_Directions_. Return the lines below that contain the word "yellow".

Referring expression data
▬▬▬▬▬▬

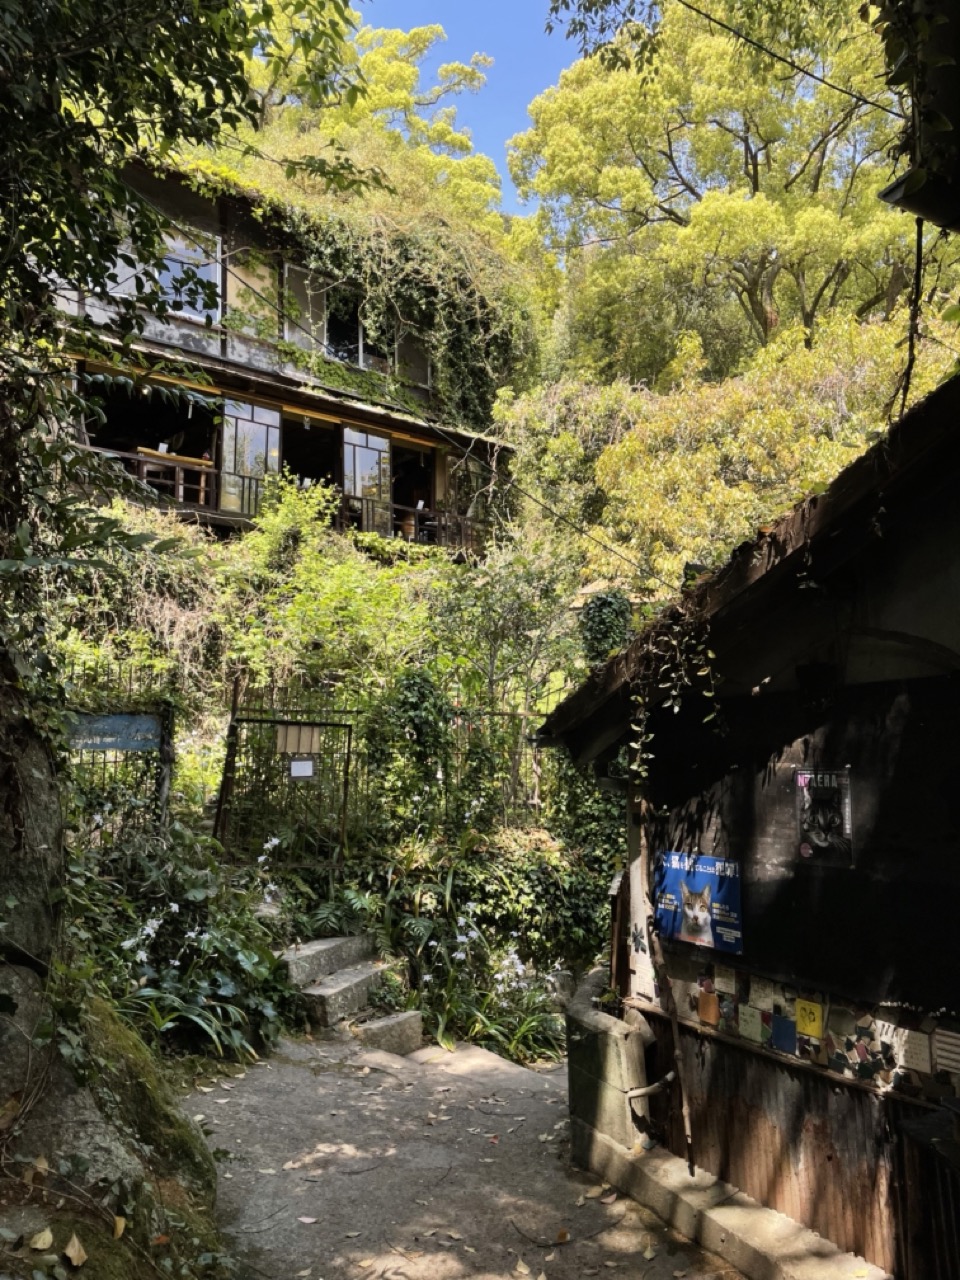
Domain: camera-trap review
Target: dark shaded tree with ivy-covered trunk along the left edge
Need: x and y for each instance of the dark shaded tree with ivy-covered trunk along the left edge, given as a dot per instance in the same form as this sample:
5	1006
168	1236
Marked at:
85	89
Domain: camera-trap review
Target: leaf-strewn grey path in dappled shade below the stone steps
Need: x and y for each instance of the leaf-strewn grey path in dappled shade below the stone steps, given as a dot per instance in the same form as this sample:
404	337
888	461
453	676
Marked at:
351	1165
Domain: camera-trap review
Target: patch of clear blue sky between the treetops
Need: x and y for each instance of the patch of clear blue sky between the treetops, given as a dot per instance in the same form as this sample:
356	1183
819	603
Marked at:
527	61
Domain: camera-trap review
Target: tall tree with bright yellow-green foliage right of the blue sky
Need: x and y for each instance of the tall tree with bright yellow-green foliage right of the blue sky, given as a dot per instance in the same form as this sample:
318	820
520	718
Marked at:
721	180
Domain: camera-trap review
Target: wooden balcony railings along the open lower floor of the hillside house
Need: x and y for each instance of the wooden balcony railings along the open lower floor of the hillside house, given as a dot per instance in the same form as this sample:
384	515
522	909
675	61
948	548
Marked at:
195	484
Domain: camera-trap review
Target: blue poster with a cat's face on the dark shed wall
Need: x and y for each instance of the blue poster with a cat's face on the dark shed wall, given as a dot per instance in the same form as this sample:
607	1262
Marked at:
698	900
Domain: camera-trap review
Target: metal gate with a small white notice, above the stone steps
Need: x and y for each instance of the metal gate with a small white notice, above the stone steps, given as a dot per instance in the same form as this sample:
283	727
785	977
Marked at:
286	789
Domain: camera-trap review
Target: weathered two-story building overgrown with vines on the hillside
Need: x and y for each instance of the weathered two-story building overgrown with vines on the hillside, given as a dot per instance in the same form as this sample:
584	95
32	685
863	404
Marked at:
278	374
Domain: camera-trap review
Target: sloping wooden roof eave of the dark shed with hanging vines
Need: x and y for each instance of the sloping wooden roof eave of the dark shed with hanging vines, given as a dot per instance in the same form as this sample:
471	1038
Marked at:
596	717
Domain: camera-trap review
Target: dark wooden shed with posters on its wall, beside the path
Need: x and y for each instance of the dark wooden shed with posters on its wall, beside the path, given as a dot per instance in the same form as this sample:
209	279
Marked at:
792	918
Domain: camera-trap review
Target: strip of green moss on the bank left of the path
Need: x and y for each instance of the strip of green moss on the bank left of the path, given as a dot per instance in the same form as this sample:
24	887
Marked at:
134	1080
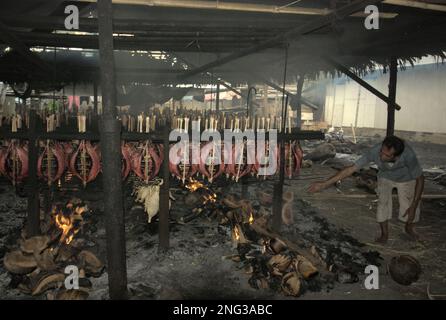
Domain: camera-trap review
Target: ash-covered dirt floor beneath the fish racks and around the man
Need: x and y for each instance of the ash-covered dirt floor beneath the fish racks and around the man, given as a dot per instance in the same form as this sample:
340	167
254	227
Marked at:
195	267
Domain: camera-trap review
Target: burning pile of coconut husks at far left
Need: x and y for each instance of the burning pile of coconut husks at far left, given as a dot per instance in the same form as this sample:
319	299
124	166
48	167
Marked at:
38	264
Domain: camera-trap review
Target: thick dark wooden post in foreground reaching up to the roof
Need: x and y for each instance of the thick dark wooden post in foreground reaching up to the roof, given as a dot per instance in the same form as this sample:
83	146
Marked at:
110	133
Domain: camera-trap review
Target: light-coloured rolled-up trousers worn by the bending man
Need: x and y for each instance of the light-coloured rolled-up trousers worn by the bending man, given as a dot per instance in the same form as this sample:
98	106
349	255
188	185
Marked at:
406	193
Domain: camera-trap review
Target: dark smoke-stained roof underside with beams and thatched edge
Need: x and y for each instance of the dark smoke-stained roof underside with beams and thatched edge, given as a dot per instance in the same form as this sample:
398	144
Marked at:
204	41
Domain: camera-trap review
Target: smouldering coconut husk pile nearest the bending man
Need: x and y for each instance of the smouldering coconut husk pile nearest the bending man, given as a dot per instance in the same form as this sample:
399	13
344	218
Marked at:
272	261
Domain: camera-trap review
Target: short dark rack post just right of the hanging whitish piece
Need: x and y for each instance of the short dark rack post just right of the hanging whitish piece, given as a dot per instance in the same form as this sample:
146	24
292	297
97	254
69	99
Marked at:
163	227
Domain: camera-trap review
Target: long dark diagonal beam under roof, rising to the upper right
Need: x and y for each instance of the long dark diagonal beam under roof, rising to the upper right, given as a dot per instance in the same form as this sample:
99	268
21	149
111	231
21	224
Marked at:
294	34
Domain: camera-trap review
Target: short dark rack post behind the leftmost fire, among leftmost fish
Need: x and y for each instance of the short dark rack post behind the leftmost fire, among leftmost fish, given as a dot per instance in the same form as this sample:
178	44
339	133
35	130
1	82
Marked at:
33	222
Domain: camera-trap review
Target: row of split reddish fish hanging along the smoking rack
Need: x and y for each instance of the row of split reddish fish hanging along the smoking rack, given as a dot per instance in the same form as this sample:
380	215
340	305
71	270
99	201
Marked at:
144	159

▬▬▬▬▬▬

_Answer to the problem_.
Target: tall tree with bright yellow-green foliage right of the blue sky
Need: x and y for each instance of the tall tree with bright yellow-green foliage right of the blue sky, given as a dot per instance in the same form as this sample:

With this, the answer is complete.